*WHAT TO PRODUCE*: Can you copy the oil-price passage word for word, everything from "The warning is" down to "back toward 4.5%."?

*STUDY TEXT*:
──────────

The warning is especially significant because the World Bank had entered the year with a comparatively more benign view of oil markets. Kose said policymakers had previously expected ample supply and even an “oil glut” globally. That assessment has now been overturned by the disruption of an estimated 15% to 20% of global oil supply flows tied to the Middle East.
For sub-Saharan Africa, the World Bank also lowered its 2026 growth forecast, though the region is still expected to expand faster than the global average. Growth is now projected at 4%, down from an earlier estimate of close to 4.5%. Even so, the bank expects momentum to improve next year, with growth accelerating back toward 4.5%.
The regional picture, however, is highly uneven. Oil-exporting economies such as Nigeria and Angola may benefit from stronger crude prices, but Kose stressed that sub-Saharan Africa as a whole remains vulnerable because many countries are net energy importers.
That means higher oil prices are likely to feed quickly into transport costs, electricity prices, fertilizer costs and food inflation. In a region already grappling with food insecurity and limited social protection systems, the cost-of-living effects could be severe.

──────────

[Saved entries]
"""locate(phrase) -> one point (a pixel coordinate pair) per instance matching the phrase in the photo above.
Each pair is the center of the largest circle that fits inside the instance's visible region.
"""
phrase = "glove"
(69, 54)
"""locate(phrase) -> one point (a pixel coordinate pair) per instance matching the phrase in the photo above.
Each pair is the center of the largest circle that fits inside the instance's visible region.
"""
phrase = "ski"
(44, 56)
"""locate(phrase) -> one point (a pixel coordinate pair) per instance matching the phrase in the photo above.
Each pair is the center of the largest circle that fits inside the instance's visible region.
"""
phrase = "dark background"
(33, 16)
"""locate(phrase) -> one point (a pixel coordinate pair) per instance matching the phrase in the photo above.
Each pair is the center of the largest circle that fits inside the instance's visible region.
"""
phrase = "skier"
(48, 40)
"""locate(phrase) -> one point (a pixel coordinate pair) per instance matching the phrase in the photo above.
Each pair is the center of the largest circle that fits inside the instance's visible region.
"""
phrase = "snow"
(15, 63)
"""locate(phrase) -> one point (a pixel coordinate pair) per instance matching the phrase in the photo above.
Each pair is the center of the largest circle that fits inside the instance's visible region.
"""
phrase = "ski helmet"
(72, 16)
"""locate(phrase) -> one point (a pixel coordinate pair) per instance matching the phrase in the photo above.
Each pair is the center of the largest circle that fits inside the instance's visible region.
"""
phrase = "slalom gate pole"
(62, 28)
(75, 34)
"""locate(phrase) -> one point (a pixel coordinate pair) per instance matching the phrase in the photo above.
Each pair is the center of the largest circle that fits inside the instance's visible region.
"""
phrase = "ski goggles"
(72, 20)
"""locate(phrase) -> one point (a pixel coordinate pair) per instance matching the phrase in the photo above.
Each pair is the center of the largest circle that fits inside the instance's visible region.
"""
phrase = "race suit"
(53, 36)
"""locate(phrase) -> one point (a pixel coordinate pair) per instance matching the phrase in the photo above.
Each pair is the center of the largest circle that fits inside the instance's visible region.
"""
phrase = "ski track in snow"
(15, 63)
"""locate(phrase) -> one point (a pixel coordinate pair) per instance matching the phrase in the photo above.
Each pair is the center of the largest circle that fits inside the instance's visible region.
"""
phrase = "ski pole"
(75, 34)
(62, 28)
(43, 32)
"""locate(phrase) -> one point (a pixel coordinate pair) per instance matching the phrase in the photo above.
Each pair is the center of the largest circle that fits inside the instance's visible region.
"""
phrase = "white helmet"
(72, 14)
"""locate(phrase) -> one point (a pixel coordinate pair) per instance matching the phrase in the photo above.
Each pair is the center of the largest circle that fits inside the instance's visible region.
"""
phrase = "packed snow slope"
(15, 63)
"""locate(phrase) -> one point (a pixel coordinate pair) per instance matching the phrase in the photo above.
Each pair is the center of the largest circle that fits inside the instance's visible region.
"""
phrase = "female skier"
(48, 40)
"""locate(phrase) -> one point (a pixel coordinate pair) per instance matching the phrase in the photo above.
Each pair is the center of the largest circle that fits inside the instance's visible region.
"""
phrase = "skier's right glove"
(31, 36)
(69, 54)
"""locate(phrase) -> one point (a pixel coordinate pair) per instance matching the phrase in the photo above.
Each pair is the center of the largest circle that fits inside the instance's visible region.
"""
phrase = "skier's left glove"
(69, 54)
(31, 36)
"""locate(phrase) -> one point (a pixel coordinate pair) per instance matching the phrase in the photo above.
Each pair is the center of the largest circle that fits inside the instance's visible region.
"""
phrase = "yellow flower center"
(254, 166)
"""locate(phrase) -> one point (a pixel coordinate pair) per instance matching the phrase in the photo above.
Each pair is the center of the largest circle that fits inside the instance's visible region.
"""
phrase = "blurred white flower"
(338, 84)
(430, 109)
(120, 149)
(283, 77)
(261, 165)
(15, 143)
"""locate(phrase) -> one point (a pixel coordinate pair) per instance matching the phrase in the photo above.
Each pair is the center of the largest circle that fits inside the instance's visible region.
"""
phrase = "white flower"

──────────

*EXPECTED ANSWER*:
The warning is especially significant because the World Bank had entered the year with a comparatively more benign view of oil markets. Kose said policymakers had previously expected ample supply and even an “oil glut” globally. That assessment has now been overturned by the disruption of an estimated 15% to 20% of global oil supply flows tied to the Middle East.
For sub-Saharan Africa, the World Bank also lowered its 2026 growth forecast, though the region is still expected to expand faster than the global average. Growth is now projected at 4%, down from an earlier estimate of close to 4.5%. Even so, the bank expects momentum to improve next year, with growth accelerating back toward 4.5%.